§ What you have to do
Every line of the listing below is to be duplicated exactly, with the pictures left out.

§ Extracted information
Start of Block
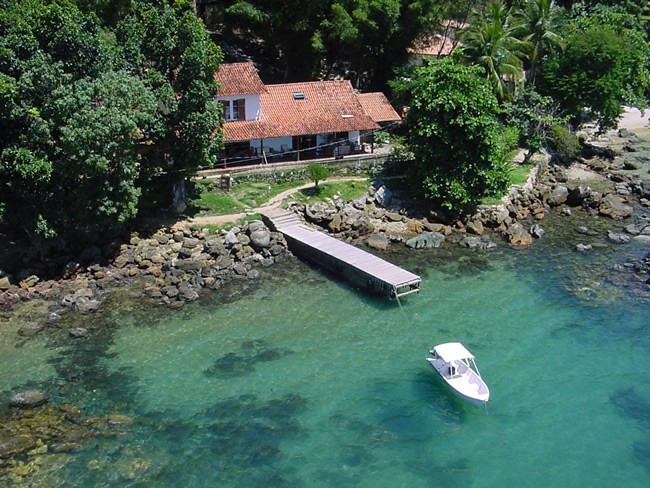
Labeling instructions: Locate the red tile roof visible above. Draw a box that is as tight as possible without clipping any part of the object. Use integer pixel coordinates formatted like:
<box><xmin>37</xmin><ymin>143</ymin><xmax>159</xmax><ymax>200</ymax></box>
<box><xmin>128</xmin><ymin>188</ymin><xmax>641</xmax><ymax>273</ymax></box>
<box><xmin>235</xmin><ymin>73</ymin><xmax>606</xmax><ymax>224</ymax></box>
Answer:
<box><xmin>408</xmin><ymin>19</ymin><xmax>467</xmax><ymax>57</ymax></box>
<box><xmin>357</xmin><ymin>92</ymin><xmax>402</xmax><ymax>123</ymax></box>
<box><xmin>215</xmin><ymin>62</ymin><xmax>267</xmax><ymax>96</ymax></box>
<box><xmin>224</xmin><ymin>80</ymin><xmax>380</xmax><ymax>142</ymax></box>
<box><xmin>408</xmin><ymin>35</ymin><xmax>461</xmax><ymax>57</ymax></box>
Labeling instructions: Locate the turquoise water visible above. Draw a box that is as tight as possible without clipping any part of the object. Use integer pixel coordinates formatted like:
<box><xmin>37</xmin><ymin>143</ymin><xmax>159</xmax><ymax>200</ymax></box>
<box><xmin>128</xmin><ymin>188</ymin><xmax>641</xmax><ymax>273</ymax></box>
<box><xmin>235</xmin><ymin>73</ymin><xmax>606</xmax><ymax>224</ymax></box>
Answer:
<box><xmin>1</xmin><ymin>214</ymin><xmax>649</xmax><ymax>487</ymax></box>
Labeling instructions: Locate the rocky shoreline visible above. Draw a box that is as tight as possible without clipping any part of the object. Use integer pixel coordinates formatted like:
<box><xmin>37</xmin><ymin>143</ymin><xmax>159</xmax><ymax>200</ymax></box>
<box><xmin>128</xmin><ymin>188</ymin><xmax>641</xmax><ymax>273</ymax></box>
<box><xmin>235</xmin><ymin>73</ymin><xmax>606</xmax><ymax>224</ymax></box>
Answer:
<box><xmin>0</xmin><ymin>127</ymin><xmax>649</xmax><ymax>478</ymax></box>
<box><xmin>1</xmin><ymin>128</ymin><xmax>649</xmax><ymax>315</ymax></box>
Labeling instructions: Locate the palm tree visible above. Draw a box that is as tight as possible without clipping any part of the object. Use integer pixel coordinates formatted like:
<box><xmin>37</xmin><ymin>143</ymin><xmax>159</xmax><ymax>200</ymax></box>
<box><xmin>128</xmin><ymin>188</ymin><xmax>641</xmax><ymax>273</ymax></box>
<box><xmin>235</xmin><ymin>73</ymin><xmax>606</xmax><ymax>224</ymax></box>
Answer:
<box><xmin>519</xmin><ymin>0</ymin><xmax>565</xmax><ymax>84</ymax></box>
<box><xmin>460</xmin><ymin>1</ymin><xmax>529</xmax><ymax>101</ymax></box>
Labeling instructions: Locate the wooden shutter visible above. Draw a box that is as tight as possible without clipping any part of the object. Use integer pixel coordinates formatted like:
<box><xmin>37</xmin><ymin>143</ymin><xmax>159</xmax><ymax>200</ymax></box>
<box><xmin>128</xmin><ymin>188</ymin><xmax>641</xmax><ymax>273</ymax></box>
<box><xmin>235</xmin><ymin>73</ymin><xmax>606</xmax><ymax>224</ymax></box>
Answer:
<box><xmin>237</xmin><ymin>99</ymin><xmax>246</xmax><ymax>121</ymax></box>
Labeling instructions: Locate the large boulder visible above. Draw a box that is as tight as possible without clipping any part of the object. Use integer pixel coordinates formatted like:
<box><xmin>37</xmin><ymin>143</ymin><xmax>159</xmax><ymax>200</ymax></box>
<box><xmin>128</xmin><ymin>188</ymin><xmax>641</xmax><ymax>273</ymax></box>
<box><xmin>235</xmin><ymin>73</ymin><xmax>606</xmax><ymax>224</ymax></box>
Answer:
<box><xmin>566</xmin><ymin>186</ymin><xmax>592</xmax><ymax>207</ymax></box>
<box><xmin>506</xmin><ymin>222</ymin><xmax>533</xmax><ymax>246</ymax></box>
<box><xmin>405</xmin><ymin>232</ymin><xmax>446</xmax><ymax>249</ymax></box>
<box><xmin>598</xmin><ymin>194</ymin><xmax>633</xmax><ymax>220</ymax></box>
<box><xmin>0</xmin><ymin>434</ymin><xmax>37</xmax><ymax>458</ymax></box>
<box><xmin>10</xmin><ymin>390</ymin><xmax>49</xmax><ymax>408</ymax></box>
<box><xmin>249</xmin><ymin>228</ymin><xmax>271</xmax><ymax>251</ymax></box>
<box><xmin>374</xmin><ymin>185</ymin><xmax>393</xmax><ymax>207</ymax></box>
<box><xmin>547</xmin><ymin>185</ymin><xmax>569</xmax><ymax>206</ymax></box>
<box><xmin>366</xmin><ymin>234</ymin><xmax>389</xmax><ymax>251</ymax></box>
<box><xmin>17</xmin><ymin>322</ymin><xmax>43</xmax><ymax>337</ymax></box>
End of Block
§ Solution below
Labeling instructions: Locate the red tile roof visible above. Draw a box that is as tight as possible without clipping any part of the object. Use integer pixel coordinates formatted like:
<box><xmin>37</xmin><ymin>143</ymin><xmax>159</xmax><ymax>200</ymax></box>
<box><xmin>128</xmin><ymin>188</ymin><xmax>641</xmax><ymax>273</ymax></box>
<box><xmin>235</xmin><ymin>73</ymin><xmax>606</xmax><ymax>224</ymax></box>
Answer:
<box><xmin>408</xmin><ymin>19</ymin><xmax>467</xmax><ymax>57</ymax></box>
<box><xmin>357</xmin><ymin>92</ymin><xmax>402</xmax><ymax>123</ymax></box>
<box><xmin>215</xmin><ymin>62</ymin><xmax>267</xmax><ymax>96</ymax></box>
<box><xmin>224</xmin><ymin>80</ymin><xmax>380</xmax><ymax>142</ymax></box>
<box><xmin>408</xmin><ymin>35</ymin><xmax>461</xmax><ymax>57</ymax></box>
Labeling instructions: Locate the turquoise water visible above. Draw a box that is as tight as possible without clipping any part of the object. Use integer pixel coordinates formatted like:
<box><xmin>37</xmin><ymin>143</ymin><xmax>159</xmax><ymax>200</ymax></box>
<box><xmin>128</xmin><ymin>188</ymin><xmax>641</xmax><ymax>273</ymax></box>
<box><xmin>235</xmin><ymin>73</ymin><xmax>606</xmax><ymax>224</ymax></box>
Answer:
<box><xmin>1</xmin><ymin>214</ymin><xmax>649</xmax><ymax>487</ymax></box>
Labeling instructions: Locate the rocky shoreline visible above. Draw a box that is as tight as possible without clipping any part of the object. Use integer pixel coordinates formatted like:
<box><xmin>37</xmin><ymin>143</ymin><xmax>159</xmax><ymax>200</ymax></box>
<box><xmin>128</xmin><ymin>188</ymin><xmax>641</xmax><ymax>273</ymax></box>
<box><xmin>235</xmin><ymin>73</ymin><xmax>606</xmax><ymax>224</ymax></box>
Answer:
<box><xmin>0</xmin><ymin>127</ymin><xmax>649</xmax><ymax>478</ymax></box>
<box><xmin>1</xmin><ymin>128</ymin><xmax>649</xmax><ymax>315</ymax></box>
Labeling instructions: Locate the palm tree visible above. Draw a box that is as tight as possible without clipping any part of the object. Use integer pixel coordinates formatted like:
<box><xmin>37</xmin><ymin>143</ymin><xmax>159</xmax><ymax>200</ymax></box>
<box><xmin>128</xmin><ymin>188</ymin><xmax>641</xmax><ymax>273</ymax></box>
<box><xmin>235</xmin><ymin>73</ymin><xmax>606</xmax><ymax>224</ymax></box>
Answer:
<box><xmin>519</xmin><ymin>0</ymin><xmax>565</xmax><ymax>84</ymax></box>
<box><xmin>460</xmin><ymin>1</ymin><xmax>529</xmax><ymax>101</ymax></box>
Labeling instructions: Locate the wooden shutter visible above. Draw a box that is as tight as possible without clipping any part of the object. Use integer pixel coordinates formatted like:
<box><xmin>37</xmin><ymin>143</ymin><xmax>159</xmax><ymax>200</ymax></box>
<box><xmin>128</xmin><ymin>188</ymin><xmax>641</xmax><ymax>273</ymax></box>
<box><xmin>235</xmin><ymin>73</ymin><xmax>606</xmax><ymax>224</ymax></box>
Answer:
<box><xmin>237</xmin><ymin>99</ymin><xmax>246</xmax><ymax>121</ymax></box>
Labeling instructions: Locate the large boulder visible above. Draw a box that is as tight as possible without clipping any part of the object. Use integer pixel coordinates formatted like:
<box><xmin>37</xmin><ymin>143</ymin><xmax>159</xmax><ymax>200</ymax></box>
<box><xmin>128</xmin><ymin>188</ymin><xmax>641</xmax><ymax>273</ymax></box>
<box><xmin>235</xmin><ymin>73</ymin><xmax>606</xmax><ymax>224</ymax></box>
Answer:
<box><xmin>566</xmin><ymin>186</ymin><xmax>592</xmax><ymax>207</ymax></box>
<box><xmin>506</xmin><ymin>222</ymin><xmax>533</xmax><ymax>246</ymax></box>
<box><xmin>405</xmin><ymin>232</ymin><xmax>446</xmax><ymax>249</ymax></box>
<box><xmin>598</xmin><ymin>194</ymin><xmax>633</xmax><ymax>220</ymax></box>
<box><xmin>0</xmin><ymin>434</ymin><xmax>37</xmax><ymax>458</ymax></box>
<box><xmin>10</xmin><ymin>390</ymin><xmax>49</xmax><ymax>408</ymax></box>
<box><xmin>249</xmin><ymin>228</ymin><xmax>271</xmax><ymax>251</ymax></box>
<box><xmin>374</xmin><ymin>185</ymin><xmax>393</xmax><ymax>207</ymax></box>
<box><xmin>547</xmin><ymin>185</ymin><xmax>569</xmax><ymax>206</ymax></box>
<box><xmin>366</xmin><ymin>234</ymin><xmax>389</xmax><ymax>251</ymax></box>
<box><xmin>17</xmin><ymin>322</ymin><xmax>43</xmax><ymax>337</ymax></box>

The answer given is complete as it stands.